§ Records for this exercise:
↓↓↓
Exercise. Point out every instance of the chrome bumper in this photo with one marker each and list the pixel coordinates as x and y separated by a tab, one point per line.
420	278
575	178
↑↑↑
↓↓↓
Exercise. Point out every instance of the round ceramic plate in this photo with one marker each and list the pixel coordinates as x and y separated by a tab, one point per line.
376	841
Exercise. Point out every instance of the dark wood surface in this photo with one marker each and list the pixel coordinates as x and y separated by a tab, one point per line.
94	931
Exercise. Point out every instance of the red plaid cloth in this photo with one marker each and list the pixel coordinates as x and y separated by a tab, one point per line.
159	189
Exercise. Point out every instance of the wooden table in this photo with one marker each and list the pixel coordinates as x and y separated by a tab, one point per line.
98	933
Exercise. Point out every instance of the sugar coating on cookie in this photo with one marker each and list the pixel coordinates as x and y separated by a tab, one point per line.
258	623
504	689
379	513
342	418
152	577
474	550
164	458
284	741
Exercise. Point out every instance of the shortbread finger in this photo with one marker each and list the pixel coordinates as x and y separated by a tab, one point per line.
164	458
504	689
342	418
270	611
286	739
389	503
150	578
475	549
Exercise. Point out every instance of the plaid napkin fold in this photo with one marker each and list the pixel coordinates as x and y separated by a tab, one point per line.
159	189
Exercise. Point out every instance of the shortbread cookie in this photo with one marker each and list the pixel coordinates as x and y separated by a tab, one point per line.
↑↑↑
§ Work to be completed:
Beginning with the line that has "Exercise. Point out every instance of the plaid" and ending with the line that has "Exercise. Point out every instance of the shortbread cookie", set down the lines above exactly and include no others.

§ Final answer:
Exercise. Point out every instance of the plaid napkin fold in this photo with one marker each and list the pixel coordinates as x and y separated by a tab, one point per line.
159	189
Exercise. Point out every instance of the shortbread cookie in this photo with one marker each and list the pixel coordinates as x and y separated by a tab, one point per line.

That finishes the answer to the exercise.